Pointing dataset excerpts

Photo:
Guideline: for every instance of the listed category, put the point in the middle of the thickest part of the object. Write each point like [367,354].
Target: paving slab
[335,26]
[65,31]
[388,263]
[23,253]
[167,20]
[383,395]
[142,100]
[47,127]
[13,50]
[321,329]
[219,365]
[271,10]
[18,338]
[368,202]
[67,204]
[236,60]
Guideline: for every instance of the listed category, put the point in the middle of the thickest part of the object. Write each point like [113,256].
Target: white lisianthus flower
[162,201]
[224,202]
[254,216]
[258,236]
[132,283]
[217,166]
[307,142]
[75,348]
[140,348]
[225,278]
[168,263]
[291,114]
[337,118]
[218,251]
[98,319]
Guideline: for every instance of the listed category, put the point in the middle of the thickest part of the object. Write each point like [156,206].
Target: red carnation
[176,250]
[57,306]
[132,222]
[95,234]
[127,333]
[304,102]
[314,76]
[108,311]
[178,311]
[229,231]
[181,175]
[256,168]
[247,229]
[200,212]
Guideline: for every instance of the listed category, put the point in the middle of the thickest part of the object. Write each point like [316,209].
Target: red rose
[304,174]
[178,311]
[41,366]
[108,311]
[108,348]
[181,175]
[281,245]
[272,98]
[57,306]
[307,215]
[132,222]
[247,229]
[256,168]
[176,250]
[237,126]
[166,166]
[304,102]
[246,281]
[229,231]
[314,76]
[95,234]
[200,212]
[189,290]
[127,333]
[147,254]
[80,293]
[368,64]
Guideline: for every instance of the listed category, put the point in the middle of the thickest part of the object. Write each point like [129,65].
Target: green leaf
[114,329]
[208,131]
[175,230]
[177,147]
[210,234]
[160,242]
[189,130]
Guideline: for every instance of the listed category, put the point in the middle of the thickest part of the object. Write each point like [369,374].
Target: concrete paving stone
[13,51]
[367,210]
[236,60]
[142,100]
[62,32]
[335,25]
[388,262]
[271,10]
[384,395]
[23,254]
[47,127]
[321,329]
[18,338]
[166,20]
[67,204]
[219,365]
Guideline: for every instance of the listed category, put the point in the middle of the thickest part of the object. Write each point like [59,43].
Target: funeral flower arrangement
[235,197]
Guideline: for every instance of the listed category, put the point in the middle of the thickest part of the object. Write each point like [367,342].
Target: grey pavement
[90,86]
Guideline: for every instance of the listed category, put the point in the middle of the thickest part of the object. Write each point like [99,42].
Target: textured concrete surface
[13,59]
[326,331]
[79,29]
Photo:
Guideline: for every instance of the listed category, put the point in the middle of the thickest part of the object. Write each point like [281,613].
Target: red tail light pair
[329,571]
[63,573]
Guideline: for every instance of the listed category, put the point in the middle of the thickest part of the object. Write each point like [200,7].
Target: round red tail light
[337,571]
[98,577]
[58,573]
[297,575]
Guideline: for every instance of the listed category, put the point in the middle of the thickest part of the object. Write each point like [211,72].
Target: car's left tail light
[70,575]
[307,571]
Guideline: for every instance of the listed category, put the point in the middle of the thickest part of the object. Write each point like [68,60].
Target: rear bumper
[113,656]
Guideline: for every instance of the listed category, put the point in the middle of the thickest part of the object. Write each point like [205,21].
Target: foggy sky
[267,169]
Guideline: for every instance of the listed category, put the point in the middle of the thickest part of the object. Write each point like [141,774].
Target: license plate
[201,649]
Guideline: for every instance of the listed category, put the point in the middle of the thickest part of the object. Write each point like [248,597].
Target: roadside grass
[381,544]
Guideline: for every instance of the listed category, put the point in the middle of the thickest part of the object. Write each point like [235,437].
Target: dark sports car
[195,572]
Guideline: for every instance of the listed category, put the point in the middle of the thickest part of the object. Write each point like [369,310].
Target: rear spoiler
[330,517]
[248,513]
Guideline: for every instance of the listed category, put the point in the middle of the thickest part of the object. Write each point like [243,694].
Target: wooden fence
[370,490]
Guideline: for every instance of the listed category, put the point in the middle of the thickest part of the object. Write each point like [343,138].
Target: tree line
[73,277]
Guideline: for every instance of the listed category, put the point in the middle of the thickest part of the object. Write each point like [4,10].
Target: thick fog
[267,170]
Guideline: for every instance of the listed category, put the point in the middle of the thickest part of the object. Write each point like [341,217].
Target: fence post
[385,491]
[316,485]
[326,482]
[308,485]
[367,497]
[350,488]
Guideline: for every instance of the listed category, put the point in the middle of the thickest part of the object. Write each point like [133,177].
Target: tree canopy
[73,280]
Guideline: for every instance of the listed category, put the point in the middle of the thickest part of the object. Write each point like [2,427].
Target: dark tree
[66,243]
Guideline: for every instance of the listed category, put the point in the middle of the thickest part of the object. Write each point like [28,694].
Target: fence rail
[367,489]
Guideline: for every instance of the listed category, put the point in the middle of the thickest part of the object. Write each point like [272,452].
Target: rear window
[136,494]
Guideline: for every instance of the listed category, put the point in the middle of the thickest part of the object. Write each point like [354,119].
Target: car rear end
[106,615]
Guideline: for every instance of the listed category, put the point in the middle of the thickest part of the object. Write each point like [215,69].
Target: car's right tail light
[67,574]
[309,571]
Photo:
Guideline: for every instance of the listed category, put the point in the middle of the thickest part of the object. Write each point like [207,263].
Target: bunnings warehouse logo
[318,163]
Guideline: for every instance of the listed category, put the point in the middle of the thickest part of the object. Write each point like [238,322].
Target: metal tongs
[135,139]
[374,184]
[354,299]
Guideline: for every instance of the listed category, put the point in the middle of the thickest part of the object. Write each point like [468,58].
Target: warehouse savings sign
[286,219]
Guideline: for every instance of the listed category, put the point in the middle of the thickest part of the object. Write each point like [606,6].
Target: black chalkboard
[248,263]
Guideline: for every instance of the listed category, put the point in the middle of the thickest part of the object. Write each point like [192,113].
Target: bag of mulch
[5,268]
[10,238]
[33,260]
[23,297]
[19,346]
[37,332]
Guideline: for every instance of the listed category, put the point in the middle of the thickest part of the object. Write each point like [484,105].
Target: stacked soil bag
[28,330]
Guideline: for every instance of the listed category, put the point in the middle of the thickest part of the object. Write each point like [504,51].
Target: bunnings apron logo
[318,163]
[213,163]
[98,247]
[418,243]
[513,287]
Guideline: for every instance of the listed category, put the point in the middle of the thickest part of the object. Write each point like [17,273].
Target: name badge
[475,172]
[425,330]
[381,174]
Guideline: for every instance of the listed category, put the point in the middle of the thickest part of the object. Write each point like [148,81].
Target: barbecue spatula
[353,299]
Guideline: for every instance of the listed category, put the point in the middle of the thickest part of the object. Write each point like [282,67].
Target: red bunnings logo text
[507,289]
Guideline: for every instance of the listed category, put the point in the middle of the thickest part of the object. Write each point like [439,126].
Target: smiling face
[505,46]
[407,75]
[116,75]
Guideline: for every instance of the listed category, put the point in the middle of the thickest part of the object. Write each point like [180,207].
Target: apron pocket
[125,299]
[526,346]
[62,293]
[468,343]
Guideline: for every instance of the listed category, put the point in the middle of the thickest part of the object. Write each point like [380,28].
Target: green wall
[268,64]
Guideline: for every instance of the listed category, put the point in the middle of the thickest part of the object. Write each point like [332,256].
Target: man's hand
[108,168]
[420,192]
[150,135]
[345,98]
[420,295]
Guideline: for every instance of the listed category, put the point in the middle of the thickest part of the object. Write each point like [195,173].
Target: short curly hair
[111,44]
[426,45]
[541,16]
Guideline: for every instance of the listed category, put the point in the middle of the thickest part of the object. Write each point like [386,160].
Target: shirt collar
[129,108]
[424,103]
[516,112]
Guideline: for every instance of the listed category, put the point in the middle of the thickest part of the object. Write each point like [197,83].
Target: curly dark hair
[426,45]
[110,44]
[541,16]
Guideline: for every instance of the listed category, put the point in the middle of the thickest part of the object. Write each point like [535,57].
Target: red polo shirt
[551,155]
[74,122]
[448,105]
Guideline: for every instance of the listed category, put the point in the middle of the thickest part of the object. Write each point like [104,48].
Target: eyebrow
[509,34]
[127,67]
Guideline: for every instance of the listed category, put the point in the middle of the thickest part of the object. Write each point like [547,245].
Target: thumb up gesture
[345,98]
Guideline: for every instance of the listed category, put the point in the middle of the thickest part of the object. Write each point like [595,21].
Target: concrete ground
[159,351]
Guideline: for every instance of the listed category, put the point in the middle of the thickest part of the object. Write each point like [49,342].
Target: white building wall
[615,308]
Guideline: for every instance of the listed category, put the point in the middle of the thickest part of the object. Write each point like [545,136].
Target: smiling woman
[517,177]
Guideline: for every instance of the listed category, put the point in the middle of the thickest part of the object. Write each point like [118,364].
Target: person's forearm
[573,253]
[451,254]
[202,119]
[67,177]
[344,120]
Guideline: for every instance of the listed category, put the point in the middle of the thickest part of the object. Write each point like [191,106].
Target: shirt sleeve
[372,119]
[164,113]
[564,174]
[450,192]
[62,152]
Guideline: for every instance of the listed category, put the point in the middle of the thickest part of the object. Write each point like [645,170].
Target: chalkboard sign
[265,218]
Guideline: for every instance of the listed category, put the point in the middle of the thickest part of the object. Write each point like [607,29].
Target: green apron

Description of the task – Copy out the lines starting at the one containing "point like [547,245]." and ending with the last line of the entries. Include nothing else.

Exercise output –
Guideline: for every instance of the listed category, put the point in the middle of the thickest part of the object. Write each point like [547,245].
Target: thumb up gesture
[345,98]
Guideline: for every instance of the listed category, put the point in the middle of the thickest part of the object. Write each point like [595,21].
Target: concrete ground
[159,351]
Guideline: for every instance of the listed category, put the point in the middle of the thickest part of the object. Write each point like [49,342].
Target: white building wall
[615,308]
Guideline: for every instance of the listed category, put the point in the middle of the thickest part of the object. Write each point like [545,136].
Target: smiling woman
[517,177]
Guideline: for every instance of the listed category, put the point in the middle of the thickest part of the object. Write each point like [118,364].
Target: person's forearm
[573,253]
[451,254]
[202,119]
[67,177]
[344,120]
Guideline: for every instance of the listed category, put the point in the middle of the thickest part of the object. Write each point like [191,106].
Target: shirt sleeve
[372,119]
[164,113]
[564,174]
[450,192]
[62,152]
Guideline: for every instance of the listed category, put the point in the middle of the thickest part of the object. Write each point like [645,170].
Target: chalkboard sign
[265,218]
Guideline: for every instance of the listed category, put the point in the middle of the thickest part of the object. Write each point like [607,29].
Target: green apron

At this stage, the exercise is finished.